**WORK ITEM**. Using the records below, locate all lines containing "handlebar" and return them.
◇ ◇ ◇
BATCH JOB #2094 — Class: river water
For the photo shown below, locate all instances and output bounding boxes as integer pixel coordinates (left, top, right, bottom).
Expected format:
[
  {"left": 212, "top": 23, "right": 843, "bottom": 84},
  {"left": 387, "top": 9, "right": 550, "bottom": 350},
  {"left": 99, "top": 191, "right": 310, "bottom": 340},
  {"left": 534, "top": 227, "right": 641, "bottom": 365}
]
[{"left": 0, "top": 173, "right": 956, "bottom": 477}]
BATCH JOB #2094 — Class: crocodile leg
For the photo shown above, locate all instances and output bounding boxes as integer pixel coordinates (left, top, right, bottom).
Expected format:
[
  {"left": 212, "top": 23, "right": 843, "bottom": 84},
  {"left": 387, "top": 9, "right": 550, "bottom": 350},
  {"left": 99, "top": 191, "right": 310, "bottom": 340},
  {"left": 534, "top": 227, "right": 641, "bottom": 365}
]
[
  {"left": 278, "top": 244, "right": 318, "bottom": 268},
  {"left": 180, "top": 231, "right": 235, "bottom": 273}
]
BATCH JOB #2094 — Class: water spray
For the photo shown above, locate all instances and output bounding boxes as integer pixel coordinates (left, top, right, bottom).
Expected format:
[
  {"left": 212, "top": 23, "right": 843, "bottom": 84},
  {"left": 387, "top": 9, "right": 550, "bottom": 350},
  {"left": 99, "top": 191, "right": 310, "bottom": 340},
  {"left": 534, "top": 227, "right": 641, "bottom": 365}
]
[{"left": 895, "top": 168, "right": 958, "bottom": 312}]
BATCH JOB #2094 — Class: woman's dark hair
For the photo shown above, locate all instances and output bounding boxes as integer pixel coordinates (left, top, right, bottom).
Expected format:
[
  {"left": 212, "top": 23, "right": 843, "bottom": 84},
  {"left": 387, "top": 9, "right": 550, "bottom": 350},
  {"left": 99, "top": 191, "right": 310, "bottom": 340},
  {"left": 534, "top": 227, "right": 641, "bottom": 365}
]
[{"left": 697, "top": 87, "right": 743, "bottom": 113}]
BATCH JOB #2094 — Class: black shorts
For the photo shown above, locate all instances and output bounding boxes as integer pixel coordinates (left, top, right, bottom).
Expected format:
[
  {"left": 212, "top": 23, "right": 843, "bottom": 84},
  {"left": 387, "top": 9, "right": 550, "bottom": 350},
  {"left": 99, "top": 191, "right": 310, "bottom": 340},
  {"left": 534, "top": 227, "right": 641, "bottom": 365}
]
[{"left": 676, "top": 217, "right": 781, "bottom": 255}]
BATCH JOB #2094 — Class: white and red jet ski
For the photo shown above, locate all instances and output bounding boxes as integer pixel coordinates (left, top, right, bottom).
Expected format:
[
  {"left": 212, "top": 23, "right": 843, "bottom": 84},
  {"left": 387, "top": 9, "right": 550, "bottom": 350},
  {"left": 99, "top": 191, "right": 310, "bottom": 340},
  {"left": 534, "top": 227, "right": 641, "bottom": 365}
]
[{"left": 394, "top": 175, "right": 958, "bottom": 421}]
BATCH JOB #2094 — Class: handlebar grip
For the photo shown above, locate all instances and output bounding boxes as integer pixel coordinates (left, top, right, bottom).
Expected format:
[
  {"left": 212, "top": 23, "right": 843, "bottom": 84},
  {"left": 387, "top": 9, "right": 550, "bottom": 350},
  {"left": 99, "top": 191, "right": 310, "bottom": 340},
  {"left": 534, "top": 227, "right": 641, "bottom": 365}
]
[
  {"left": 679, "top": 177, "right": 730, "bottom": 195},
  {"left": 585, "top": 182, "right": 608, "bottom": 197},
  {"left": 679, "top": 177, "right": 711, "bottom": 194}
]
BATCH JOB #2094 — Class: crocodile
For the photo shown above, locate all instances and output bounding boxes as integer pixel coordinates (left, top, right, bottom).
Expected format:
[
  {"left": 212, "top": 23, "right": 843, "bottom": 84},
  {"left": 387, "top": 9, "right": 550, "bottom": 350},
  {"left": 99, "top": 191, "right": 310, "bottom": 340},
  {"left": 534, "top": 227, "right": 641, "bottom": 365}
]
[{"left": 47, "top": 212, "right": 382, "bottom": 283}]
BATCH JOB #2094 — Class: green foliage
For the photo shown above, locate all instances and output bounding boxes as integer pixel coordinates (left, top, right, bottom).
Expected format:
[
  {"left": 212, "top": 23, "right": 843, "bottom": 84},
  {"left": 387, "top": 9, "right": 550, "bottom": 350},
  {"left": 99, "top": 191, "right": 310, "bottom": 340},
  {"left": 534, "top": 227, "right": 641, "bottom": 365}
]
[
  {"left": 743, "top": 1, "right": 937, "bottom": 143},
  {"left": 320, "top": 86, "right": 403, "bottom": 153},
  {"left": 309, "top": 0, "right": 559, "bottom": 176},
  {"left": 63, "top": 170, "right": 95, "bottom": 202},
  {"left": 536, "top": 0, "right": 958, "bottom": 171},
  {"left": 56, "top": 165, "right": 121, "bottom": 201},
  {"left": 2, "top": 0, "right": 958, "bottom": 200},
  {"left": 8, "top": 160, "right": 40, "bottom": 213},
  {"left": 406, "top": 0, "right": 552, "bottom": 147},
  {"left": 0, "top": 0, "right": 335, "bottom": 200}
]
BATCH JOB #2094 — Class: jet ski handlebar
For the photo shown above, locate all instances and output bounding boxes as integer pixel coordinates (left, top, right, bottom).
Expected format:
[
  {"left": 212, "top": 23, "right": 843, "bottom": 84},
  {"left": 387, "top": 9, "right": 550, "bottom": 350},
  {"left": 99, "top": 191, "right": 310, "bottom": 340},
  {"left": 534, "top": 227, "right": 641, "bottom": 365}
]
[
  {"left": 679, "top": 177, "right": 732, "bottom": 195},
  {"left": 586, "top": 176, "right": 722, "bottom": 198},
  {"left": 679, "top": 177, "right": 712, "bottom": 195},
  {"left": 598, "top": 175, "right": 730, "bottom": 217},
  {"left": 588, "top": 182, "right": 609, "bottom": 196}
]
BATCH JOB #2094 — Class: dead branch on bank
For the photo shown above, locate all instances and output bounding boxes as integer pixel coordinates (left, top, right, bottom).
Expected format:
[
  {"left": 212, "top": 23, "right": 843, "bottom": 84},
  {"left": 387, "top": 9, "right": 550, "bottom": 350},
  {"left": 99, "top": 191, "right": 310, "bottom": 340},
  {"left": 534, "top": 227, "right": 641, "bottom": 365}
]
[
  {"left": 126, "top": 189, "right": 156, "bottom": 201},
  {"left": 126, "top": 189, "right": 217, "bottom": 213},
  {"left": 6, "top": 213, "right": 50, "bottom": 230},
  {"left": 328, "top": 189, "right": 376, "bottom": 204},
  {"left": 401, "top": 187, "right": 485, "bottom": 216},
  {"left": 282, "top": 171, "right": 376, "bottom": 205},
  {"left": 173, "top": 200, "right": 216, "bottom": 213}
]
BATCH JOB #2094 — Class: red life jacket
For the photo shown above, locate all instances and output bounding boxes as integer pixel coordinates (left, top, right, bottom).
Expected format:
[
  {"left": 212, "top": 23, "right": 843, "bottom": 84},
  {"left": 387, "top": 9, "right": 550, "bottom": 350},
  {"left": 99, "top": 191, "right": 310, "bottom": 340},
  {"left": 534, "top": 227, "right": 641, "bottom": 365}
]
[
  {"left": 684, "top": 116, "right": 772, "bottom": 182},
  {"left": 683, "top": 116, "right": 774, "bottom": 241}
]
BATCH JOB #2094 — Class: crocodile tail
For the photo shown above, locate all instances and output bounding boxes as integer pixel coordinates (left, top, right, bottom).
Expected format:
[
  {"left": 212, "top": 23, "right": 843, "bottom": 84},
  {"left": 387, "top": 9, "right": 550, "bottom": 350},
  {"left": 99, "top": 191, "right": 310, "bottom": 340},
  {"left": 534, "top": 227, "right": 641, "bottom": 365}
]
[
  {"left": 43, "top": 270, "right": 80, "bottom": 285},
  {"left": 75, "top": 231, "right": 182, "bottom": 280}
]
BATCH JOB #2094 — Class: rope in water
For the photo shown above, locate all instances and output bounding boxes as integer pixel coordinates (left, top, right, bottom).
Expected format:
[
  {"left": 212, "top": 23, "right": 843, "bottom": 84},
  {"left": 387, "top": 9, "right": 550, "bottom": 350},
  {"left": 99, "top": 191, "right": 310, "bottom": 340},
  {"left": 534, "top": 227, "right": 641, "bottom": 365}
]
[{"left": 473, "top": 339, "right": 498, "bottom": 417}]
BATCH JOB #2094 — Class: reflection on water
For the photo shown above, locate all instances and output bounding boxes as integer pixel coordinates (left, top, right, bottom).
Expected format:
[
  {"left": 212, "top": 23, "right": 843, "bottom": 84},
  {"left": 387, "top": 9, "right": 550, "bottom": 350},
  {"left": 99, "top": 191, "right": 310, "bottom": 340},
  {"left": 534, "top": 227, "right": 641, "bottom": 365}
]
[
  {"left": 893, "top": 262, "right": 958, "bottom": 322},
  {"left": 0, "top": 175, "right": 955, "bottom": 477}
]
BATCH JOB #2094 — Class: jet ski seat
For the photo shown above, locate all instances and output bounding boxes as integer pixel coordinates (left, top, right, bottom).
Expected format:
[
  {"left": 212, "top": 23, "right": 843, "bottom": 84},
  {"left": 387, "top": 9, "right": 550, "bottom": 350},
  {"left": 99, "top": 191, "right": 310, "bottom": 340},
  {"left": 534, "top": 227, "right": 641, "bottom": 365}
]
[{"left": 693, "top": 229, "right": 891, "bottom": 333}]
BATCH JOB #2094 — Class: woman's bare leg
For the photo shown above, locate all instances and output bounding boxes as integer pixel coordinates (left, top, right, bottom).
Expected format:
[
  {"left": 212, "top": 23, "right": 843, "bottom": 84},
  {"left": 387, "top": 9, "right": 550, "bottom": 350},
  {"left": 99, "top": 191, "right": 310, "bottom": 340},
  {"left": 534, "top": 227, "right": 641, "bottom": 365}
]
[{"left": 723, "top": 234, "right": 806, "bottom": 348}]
◇ ◇ ◇
**ANSWER SECTION**.
BATCH JOB #2094 — Class: handlebar grip
BATCH JOB #2094 — Class: jet ski handlebar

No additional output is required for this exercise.